[Referring expression pointing data]
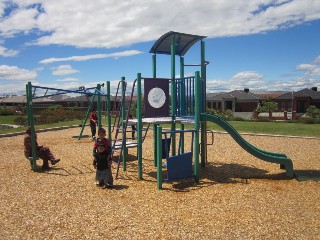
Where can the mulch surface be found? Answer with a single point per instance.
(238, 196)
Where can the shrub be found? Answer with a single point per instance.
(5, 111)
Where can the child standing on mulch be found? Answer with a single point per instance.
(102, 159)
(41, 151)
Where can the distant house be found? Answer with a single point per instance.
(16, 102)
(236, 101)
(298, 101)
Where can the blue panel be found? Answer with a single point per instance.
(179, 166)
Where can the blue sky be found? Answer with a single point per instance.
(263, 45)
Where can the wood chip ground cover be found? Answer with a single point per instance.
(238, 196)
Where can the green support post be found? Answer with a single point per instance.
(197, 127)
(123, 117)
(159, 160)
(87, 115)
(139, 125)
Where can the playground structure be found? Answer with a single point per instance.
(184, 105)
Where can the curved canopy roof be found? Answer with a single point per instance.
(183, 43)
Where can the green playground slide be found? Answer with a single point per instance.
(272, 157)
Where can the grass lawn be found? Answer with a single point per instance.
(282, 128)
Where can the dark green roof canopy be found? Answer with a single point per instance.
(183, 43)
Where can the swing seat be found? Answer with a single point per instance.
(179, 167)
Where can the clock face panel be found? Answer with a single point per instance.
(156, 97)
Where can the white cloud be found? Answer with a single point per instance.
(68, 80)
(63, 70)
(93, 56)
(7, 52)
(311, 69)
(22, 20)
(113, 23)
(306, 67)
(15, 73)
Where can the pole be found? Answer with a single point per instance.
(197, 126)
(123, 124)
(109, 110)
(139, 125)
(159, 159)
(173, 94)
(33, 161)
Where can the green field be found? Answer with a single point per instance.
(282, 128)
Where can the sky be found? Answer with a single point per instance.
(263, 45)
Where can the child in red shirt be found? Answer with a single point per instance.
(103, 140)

## REQUIRED WORK
Copy exactly the line that contains "Where can the playground" and every line after it, up to and including the last line of the records.

## ANSWER SECTION
Where can the playground structure be found? Answer with a single point per instance.
(184, 105)
Where can the curved canopy roof be found? Answer with a single point per instance.
(183, 43)
Where can the green playground slide be found? Answer with a single point per instance.
(272, 157)
Where can the grass lawn be found? Answer with a single point per instance.
(282, 128)
Where can the dark green roof canopy be found? Answer with a single point per instance.
(183, 43)
Where can the swing seat be found? Answer with a single point per instance.
(179, 167)
Where can the clock face panel be found? Answer with a single point per instance.
(156, 97)
Where can the white cloud be found? Answer with a single point per instance.
(68, 80)
(63, 70)
(93, 56)
(7, 52)
(311, 69)
(22, 20)
(113, 23)
(306, 67)
(15, 73)
Where can the pole be found? Answer with a single point per instance.
(197, 126)
(123, 124)
(109, 110)
(139, 125)
(159, 159)
(173, 94)
(33, 161)
Where can the green field be found? Answer with a single point per instance.
(282, 128)
Where can the sky be found? Answer with a single point per instance.
(263, 45)
Where can the child in red shirt be found? Answer with a single point per instance.
(103, 140)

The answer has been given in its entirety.